Exactly as they appear below, repeat the lines from the one with "The locator SHOULD return, for each instance of the warm" through the one with "The locator SHOULD return, for each instance of the satin", and no others.

* [DATA FOR THE TASK]:
+++++

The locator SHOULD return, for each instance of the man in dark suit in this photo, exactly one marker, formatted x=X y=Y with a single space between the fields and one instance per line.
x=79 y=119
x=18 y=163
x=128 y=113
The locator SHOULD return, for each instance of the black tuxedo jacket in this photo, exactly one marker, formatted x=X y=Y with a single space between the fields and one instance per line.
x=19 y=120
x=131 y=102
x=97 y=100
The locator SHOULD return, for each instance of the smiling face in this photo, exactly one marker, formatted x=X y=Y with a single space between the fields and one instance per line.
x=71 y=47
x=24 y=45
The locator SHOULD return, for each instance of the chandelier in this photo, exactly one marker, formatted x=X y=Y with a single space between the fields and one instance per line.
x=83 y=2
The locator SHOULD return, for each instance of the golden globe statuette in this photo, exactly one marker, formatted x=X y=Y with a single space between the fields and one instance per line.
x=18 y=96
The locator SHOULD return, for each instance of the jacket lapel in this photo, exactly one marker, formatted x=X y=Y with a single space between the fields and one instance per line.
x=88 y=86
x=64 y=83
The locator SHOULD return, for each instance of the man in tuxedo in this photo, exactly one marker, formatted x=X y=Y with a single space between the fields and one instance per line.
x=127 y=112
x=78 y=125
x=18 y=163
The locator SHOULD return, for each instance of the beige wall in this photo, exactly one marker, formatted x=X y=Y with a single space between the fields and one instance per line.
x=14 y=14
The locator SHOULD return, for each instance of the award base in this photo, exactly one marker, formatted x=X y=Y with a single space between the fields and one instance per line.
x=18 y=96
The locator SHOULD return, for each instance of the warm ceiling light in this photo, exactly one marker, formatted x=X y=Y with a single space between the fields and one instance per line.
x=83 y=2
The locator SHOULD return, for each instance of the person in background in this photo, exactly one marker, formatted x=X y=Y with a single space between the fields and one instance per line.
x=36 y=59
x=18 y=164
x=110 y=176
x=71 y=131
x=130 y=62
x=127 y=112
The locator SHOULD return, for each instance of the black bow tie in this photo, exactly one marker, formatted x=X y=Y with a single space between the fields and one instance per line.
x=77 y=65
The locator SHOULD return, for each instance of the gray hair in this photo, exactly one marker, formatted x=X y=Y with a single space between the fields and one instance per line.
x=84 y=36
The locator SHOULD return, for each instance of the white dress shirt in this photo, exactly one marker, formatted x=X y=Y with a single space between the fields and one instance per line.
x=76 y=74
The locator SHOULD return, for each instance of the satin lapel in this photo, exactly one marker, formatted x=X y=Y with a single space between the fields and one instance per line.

+++++

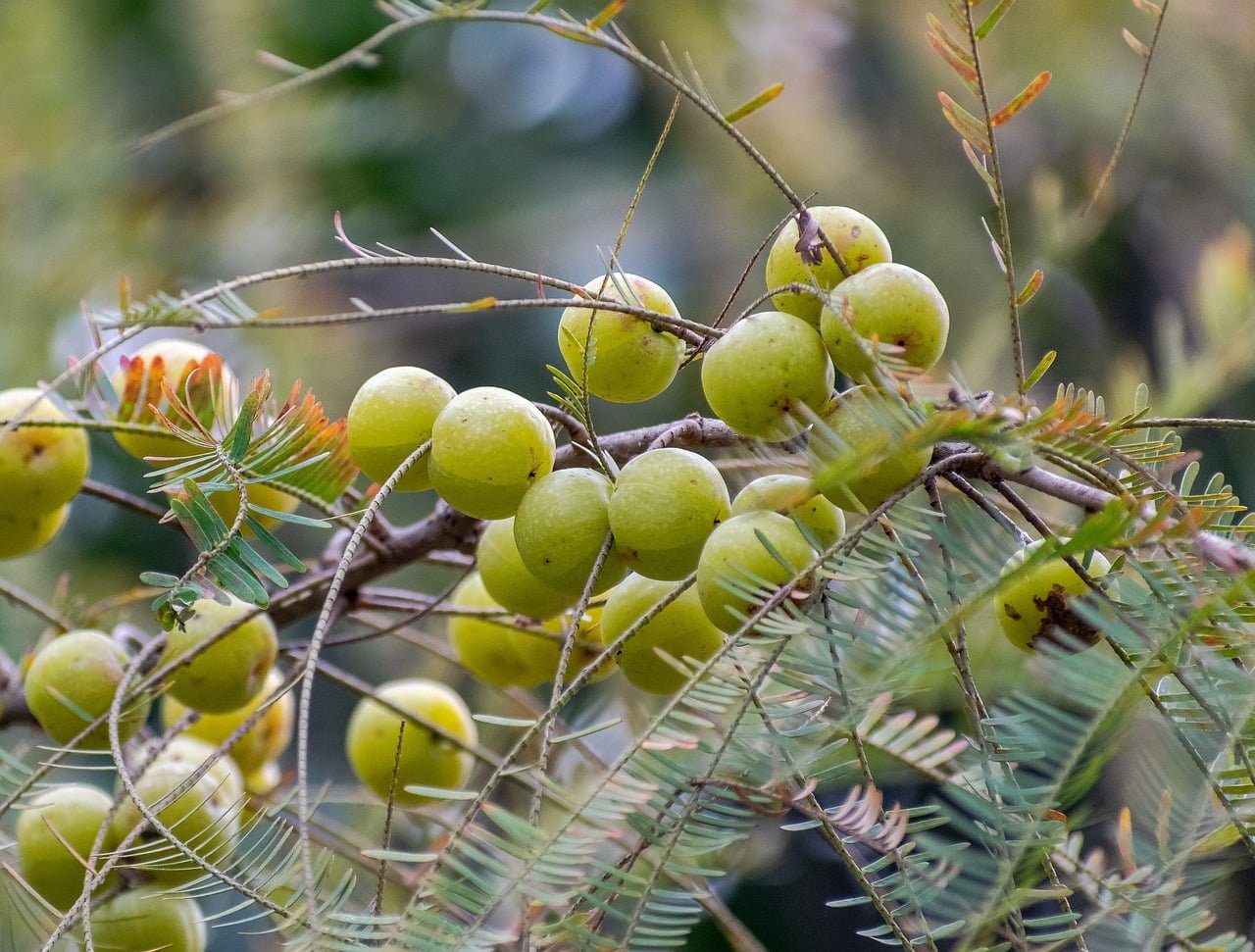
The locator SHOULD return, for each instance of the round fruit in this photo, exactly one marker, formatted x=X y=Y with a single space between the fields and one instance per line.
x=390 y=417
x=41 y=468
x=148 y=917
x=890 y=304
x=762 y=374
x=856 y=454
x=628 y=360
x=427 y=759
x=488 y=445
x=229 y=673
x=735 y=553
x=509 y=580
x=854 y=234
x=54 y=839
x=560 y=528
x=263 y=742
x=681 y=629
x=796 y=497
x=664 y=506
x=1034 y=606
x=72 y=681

+++++

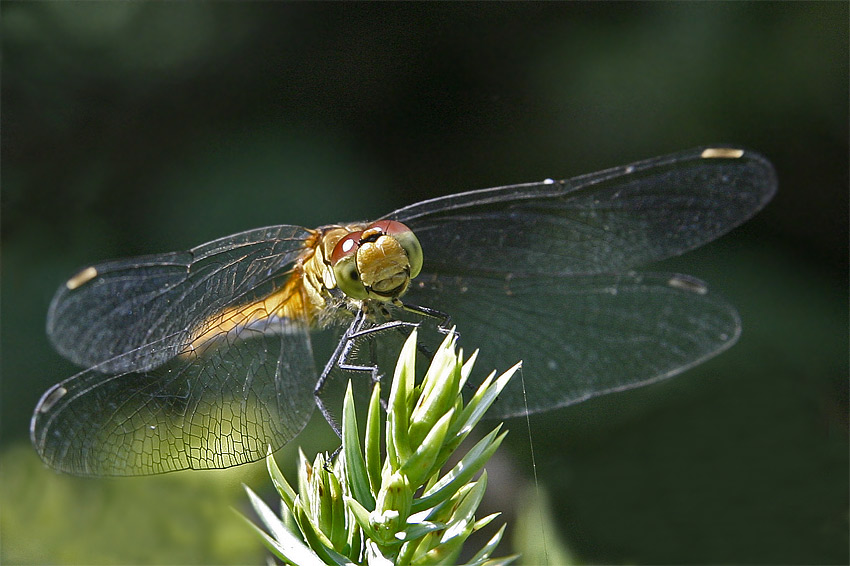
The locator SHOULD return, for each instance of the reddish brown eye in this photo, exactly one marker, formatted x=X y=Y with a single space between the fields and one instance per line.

+++++

* [OUTPUT OF THE EXERCISE]:
The locator SHOULD return, for each instance of the warm ceiling light in this photo, exactly one marker, formatted x=X y=Y with a single space between the fields and one instance per line.
x=83 y=2
The locator SHOULD return, for each instance of the person in background in this photo, exactly one marker, formatted x=X y=Y with a single space between the fields and one instance per line.
x=36 y=59
x=18 y=164
x=110 y=176
x=71 y=131
x=130 y=62
x=127 y=112
The locator SHOULD return, for each instance of the black bow tie in this photo, exactly one marker, formatted x=X y=Y with a single space between the fields and one instance per line.
x=77 y=65
The locator SHOULD return, for each instance of the gray hair in this photo, exactly one marker, formatted x=X y=Y with a single space between the fields and one instance per line.
x=84 y=36
The locator SHOULD return, for each instance of the white dress shirt in this photo, exactly one marker, formatted x=X y=Y with a single space between the fields and one instance per line.
x=76 y=74
The locator SHOULD return, for each instance of the satin lapel in this photo, exactly one marker, formatted x=X y=Y with a single space between the fields and one instance per line.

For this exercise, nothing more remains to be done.